Activity
Recast every line of the listing below as a Markdown table with the columns No. and Line, numbering the rows and omitting blank lines.

Record extracts
+ + + + + + +

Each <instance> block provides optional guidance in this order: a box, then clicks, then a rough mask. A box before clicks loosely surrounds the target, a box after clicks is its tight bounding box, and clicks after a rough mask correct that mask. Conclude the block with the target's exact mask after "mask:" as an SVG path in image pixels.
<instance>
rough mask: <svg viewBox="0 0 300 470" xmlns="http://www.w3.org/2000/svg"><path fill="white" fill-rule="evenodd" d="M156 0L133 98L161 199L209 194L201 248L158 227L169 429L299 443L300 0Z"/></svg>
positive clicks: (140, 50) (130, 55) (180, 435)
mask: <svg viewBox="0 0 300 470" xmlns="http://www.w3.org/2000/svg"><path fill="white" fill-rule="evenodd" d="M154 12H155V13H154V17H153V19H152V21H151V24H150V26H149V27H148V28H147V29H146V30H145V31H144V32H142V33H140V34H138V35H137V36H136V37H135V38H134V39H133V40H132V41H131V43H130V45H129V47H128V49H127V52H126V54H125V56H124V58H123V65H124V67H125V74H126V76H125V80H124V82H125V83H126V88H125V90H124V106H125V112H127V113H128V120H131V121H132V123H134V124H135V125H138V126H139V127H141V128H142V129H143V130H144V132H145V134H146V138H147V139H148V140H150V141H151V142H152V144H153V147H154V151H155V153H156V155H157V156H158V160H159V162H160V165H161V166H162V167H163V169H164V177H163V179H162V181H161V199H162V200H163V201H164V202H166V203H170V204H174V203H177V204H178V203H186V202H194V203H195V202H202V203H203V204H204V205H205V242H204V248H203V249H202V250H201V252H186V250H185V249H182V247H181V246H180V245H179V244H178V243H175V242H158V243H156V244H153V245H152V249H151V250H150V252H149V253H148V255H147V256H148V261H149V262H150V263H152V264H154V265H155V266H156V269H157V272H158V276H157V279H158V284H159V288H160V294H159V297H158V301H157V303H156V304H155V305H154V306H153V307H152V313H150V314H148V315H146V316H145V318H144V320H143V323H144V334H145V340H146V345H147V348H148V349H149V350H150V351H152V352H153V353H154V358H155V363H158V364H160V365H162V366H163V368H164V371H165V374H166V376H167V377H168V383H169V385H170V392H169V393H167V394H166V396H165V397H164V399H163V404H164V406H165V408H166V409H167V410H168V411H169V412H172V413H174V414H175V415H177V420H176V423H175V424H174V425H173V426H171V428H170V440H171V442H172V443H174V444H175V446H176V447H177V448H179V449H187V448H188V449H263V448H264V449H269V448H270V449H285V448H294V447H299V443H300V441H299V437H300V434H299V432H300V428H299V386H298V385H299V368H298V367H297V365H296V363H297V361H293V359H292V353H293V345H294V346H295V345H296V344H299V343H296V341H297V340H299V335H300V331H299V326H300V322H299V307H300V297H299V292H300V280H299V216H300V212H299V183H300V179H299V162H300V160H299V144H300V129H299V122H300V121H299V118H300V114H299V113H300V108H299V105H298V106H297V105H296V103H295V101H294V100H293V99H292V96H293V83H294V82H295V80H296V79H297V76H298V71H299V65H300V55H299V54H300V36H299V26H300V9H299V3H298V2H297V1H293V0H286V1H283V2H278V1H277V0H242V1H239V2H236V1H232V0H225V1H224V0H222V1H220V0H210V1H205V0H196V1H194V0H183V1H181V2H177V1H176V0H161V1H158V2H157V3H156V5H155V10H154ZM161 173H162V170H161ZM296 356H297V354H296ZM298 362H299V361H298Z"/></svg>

+ + + + + + +

Answer
| No. | Line |
|---|---|
| 1 | Each <instance> block provides optional guidance in this order: a box, then clicks, then a rough mask. A box before clicks loosely surrounds the target, a box after clicks is its tight bounding box, and clicks after a rough mask correct that mask. Conclude the block with the target's exact mask after "mask:" as an SVG path in image pixels. |
| 2 | <instance> |
| 3 | rough mask: <svg viewBox="0 0 300 470" xmlns="http://www.w3.org/2000/svg"><path fill="white" fill-rule="evenodd" d="M156 0L133 98L161 199L209 194L201 248L158 227L169 429L299 443L300 0Z"/></svg> |
| 4 | positive clicks: (140, 50) (130, 55) (180, 435) |
| 5 | mask: <svg viewBox="0 0 300 470" xmlns="http://www.w3.org/2000/svg"><path fill="white" fill-rule="evenodd" d="M154 12H155V13H154V17H153V19H152V21H151V24H150V26H149V27H148V28H147V29H146V30H145V31H144V32H142V33H140V34H138V35H137V36H136V37H135V38H134V39H133V40H132V41H131V43H130V45H129V47H128V49H127V52H126V54H125V56H124V58H123V65H124V67H125V74H126V76H125V80H124V82H125V83H126V88H125V90H124V106H125V112H127V113H128V120H131V121H132V123H134V124H135V125H138V126H139V127H141V128H142V129H143V130H144V132H145V134H146V138H147V139H148V140H150V141H151V142H152V144H153V147H154V151H155V153H156V155H157V156H158V160H159V162H160V165H161V166H162V167H163V169H164V177H163V179H162V181H161V199H162V200H163V201H164V202H166V203H170V204H174V203H177V204H178V203H186V202H194V203H195V202H202V203H203V204H204V205H205V242H204V248H203V249H202V250H201V252H186V250H185V249H182V247H181V246H180V245H179V244H178V243H175V242H158V243H156V244H153V245H152V249H151V250H150V252H149V253H148V255H147V256H148V261H149V262H150V263H152V264H154V265H155V266H156V269H157V272H158V276H157V279H158V284H159V288H160V294H159V297H158V301H157V303H156V304H155V305H154V306H153V307H152V313H150V314H148V315H146V316H145V318H144V320H143V323H144V334H145V340H146V345H147V348H148V349H149V350H150V351H152V352H153V353H154V358H155V363H158V364H160V365H162V366H163V368H164V371H165V374H166V376H167V377H168V383H169V385H170V392H169V393H167V394H166V396H165V397H164V399H163V404H164V406H165V408H166V409H167V410H168V411H169V412H172V413H174V414H175V415H177V420H176V423H175V424H174V425H173V426H171V428H170V440H171V442H172V443H174V444H175V446H176V447H177V448H179V449H187V448H188V449H263V448H264V449H269V448H270V449H285V448H294V447H299V443H300V441H299V437H300V434H299V432H300V428H299V386H298V385H299V368H298V367H297V365H296V363H297V361H293V359H292V353H293V345H294V346H295V345H296V344H299V343H296V341H297V340H299V335H300V331H299V326H300V322H299V307H300V297H299V292H300V280H299V216H300V212H299V183H300V179H299V162H300V160H299V144H300V129H299V122H300V121H299V118H300V114H299V113H300V108H299V105H298V106H297V105H296V103H295V101H294V100H293V99H292V96H293V83H294V82H295V80H296V79H297V76H298V71H299V65H300V55H299V54H300V36H299V26H300V9H299V3H298V2H297V1H293V0H286V1H283V2H278V1H277V0H242V1H239V2H236V1H232V0H225V1H224V0H222V1H220V0H210V1H205V0H196V1H194V0H183V1H181V2H177V1H176V0H161V1H158V2H157V3H156V5H155V10H154ZM161 173H162V170H161ZM296 356H297V354H296ZM298 362H299V361H298Z"/></svg> |